* BEGIN *

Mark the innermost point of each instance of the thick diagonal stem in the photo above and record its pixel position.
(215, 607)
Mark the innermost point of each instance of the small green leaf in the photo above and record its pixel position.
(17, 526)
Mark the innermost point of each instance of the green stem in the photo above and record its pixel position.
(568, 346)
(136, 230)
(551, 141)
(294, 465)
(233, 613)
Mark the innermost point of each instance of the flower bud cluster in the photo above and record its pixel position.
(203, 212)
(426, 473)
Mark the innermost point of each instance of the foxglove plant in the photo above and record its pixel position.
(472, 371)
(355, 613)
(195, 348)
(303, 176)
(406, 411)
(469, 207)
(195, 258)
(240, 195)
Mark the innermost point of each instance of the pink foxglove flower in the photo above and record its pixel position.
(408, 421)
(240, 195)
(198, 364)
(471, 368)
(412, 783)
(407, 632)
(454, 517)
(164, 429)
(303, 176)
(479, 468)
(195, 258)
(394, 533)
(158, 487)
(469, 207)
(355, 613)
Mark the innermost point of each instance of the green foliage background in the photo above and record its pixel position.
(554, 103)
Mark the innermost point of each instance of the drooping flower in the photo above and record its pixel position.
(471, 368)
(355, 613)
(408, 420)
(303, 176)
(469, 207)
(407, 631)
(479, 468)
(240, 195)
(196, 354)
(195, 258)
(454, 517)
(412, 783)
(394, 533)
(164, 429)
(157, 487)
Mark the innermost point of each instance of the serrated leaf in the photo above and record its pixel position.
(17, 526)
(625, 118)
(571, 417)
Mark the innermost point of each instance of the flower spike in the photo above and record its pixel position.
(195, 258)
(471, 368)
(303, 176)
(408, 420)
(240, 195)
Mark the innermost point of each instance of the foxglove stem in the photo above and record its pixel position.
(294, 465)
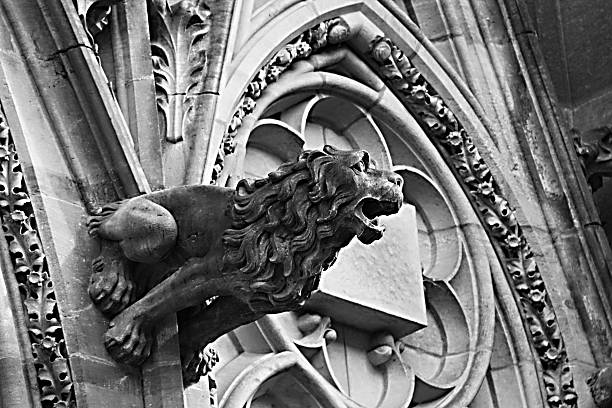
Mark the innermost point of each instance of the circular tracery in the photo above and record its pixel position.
(414, 366)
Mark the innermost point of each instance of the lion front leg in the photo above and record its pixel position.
(129, 336)
(200, 326)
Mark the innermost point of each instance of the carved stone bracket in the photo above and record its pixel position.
(594, 149)
(329, 32)
(179, 42)
(498, 216)
(33, 279)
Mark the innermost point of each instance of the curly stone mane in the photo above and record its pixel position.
(284, 229)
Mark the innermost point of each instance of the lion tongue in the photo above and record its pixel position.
(371, 233)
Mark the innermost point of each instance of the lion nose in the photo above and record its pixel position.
(396, 179)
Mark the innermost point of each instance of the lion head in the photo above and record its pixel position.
(288, 228)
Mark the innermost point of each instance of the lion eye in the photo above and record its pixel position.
(359, 166)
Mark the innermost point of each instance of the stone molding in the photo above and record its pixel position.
(32, 275)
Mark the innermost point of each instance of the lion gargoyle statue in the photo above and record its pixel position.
(222, 257)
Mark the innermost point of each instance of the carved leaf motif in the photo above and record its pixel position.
(179, 42)
(439, 122)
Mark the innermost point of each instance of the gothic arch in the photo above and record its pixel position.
(304, 76)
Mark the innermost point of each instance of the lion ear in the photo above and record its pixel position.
(329, 149)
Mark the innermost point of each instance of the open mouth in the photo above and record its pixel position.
(367, 211)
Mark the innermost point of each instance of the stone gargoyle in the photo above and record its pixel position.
(222, 257)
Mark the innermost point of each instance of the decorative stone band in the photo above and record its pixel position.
(442, 127)
(33, 279)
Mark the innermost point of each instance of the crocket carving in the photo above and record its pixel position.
(222, 257)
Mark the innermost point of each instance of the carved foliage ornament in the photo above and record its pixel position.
(442, 127)
(594, 149)
(327, 33)
(499, 218)
(179, 40)
(170, 250)
(33, 279)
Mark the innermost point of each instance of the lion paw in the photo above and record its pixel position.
(127, 341)
(110, 288)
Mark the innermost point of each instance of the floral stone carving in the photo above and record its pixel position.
(179, 41)
(594, 149)
(259, 249)
(33, 279)
(330, 32)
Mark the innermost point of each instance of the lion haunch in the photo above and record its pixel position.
(257, 249)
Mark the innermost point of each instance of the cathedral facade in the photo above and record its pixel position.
(489, 285)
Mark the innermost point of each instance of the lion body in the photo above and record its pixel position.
(257, 249)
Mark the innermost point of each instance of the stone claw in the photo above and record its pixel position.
(109, 287)
(127, 341)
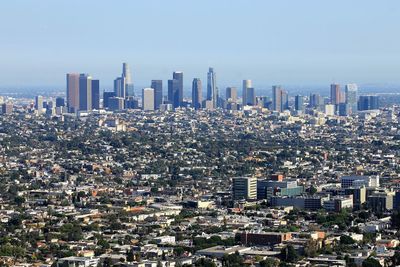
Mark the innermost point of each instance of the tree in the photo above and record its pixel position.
(371, 262)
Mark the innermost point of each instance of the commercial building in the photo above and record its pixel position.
(244, 188)
(158, 93)
(263, 238)
(148, 99)
(85, 92)
(196, 93)
(73, 92)
(212, 89)
(358, 181)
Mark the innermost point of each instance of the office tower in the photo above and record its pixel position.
(85, 92)
(299, 103)
(316, 101)
(106, 97)
(263, 101)
(157, 86)
(39, 103)
(116, 103)
(212, 90)
(330, 109)
(7, 108)
(196, 93)
(60, 102)
(344, 109)
(126, 73)
(96, 94)
(120, 87)
(280, 99)
(351, 91)
(148, 99)
(374, 102)
(336, 95)
(172, 85)
(231, 94)
(277, 98)
(178, 91)
(246, 84)
(244, 188)
(131, 103)
(368, 102)
(250, 97)
(73, 92)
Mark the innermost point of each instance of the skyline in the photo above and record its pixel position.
(352, 42)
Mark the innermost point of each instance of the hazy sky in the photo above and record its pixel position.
(271, 42)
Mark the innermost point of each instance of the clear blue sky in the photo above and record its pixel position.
(269, 41)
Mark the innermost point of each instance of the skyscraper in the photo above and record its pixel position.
(335, 94)
(148, 99)
(157, 86)
(60, 102)
(246, 84)
(126, 73)
(196, 93)
(73, 92)
(250, 96)
(299, 103)
(316, 101)
(244, 188)
(212, 90)
(120, 87)
(351, 91)
(85, 92)
(368, 102)
(231, 94)
(280, 99)
(96, 94)
(39, 103)
(172, 94)
(106, 98)
(178, 91)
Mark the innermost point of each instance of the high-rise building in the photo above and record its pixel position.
(85, 92)
(368, 102)
(351, 91)
(148, 99)
(116, 103)
(299, 103)
(120, 87)
(178, 91)
(316, 101)
(106, 97)
(73, 92)
(60, 102)
(126, 73)
(7, 108)
(173, 95)
(39, 103)
(157, 86)
(344, 109)
(96, 94)
(212, 89)
(246, 84)
(336, 95)
(244, 188)
(231, 94)
(250, 96)
(280, 99)
(196, 93)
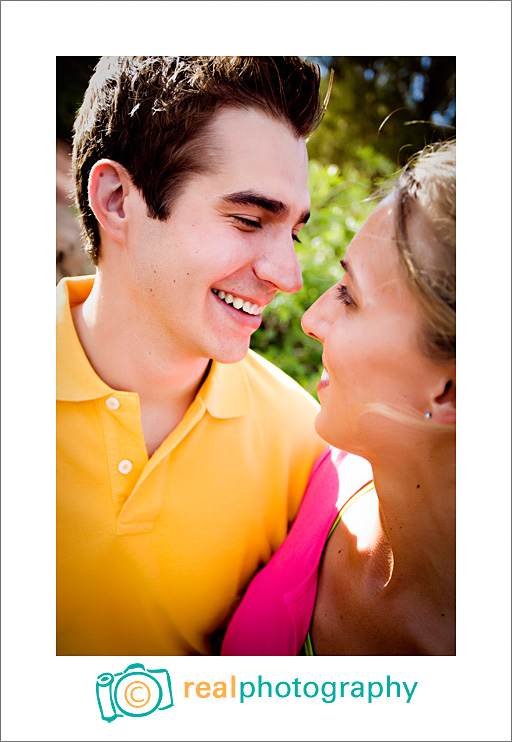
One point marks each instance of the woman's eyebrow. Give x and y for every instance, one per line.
x=272, y=205
x=348, y=270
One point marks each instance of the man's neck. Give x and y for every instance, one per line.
x=115, y=348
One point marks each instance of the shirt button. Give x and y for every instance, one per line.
x=125, y=466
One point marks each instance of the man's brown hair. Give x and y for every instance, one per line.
x=152, y=115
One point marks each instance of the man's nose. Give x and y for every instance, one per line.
x=279, y=265
x=315, y=321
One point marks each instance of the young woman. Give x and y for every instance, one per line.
x=368, y=567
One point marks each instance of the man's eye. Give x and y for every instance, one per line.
x=247, y=222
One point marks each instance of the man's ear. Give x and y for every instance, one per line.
x=109, y=185
x=443, y=402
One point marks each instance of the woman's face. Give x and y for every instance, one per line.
x=369, y=325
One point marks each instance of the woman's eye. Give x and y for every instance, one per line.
x=344, y=296
x=250, y=223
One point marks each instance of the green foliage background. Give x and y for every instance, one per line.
x=381, y=111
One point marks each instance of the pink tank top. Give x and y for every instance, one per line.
x=275, y=613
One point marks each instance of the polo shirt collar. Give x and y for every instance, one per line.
x=225, y=393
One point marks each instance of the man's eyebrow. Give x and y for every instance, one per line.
x=272, y=205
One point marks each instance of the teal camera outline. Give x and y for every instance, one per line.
x=106, y=694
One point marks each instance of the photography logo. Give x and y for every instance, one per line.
x=134, y=692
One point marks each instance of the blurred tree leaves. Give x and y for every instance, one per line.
x=395, y=104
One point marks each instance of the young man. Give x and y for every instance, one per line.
x=182, y=456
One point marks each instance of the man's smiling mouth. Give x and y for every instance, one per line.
x=238, y=303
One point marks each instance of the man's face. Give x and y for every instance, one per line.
x=230, y=234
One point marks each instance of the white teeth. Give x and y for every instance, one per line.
x=239, y=303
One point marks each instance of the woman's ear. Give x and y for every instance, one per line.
x=443, y=402
x=109, y=185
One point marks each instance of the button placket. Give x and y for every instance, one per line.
x=125, y=466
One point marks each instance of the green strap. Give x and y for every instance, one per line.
x=308, y=642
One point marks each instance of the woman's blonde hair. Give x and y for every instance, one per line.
x=427, y=186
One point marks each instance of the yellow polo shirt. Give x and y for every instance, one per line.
x=153, y=554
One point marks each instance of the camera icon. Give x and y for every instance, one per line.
x=134, y=692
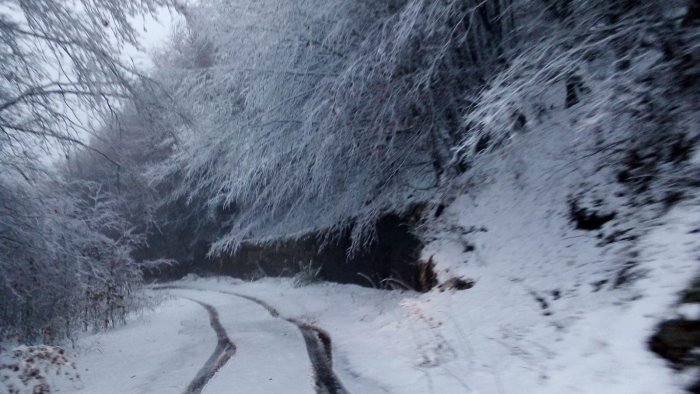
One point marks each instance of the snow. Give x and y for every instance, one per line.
x=551, y=310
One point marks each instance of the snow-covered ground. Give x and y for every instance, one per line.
x=553, y=309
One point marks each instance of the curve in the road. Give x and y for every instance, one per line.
x=225, y=349
x=317, y=341
x=318, y=346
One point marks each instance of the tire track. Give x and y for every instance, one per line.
x=225, y=349
x=317, y=341
x=318, y=346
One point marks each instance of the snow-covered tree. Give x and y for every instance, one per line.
x=323, y=116
x=62, y=248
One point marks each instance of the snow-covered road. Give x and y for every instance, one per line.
x=170, y=351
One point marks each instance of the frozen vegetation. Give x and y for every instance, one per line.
x=515, y=183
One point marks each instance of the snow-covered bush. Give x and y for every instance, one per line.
x=35, y=369
x=64, y=251
x=65, y=261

* END *

§ Exercise description: Rescale the data from the line with "One point marks each instance of the snow-covered ground." up to and including the line with "x=62, y=248". Write out every line again, with the requests unchanged. Multiply each x and y coordinate in the answers by 0.7 and round to whole numbers, with halves rounding up.

§ Reply to the exercise:
One point marks each instance of the snow-covered ground. Give x and y for every instance, one per line.
x=387, y=216
One point marks each instance of the curve in the road. Give x and y for every instance, one per line.
x=158, y=244
x=222, y=239
x=223, y=242
One point marks each instance of the tire track. Give x and y for every instance, one per line.
x=158, y=244
x=222, y=239
x=223, y=242
One point marks each instance of the snow-covered tree. Give x and y for every instance, one per line.
x=226, y=81
x=43, y=174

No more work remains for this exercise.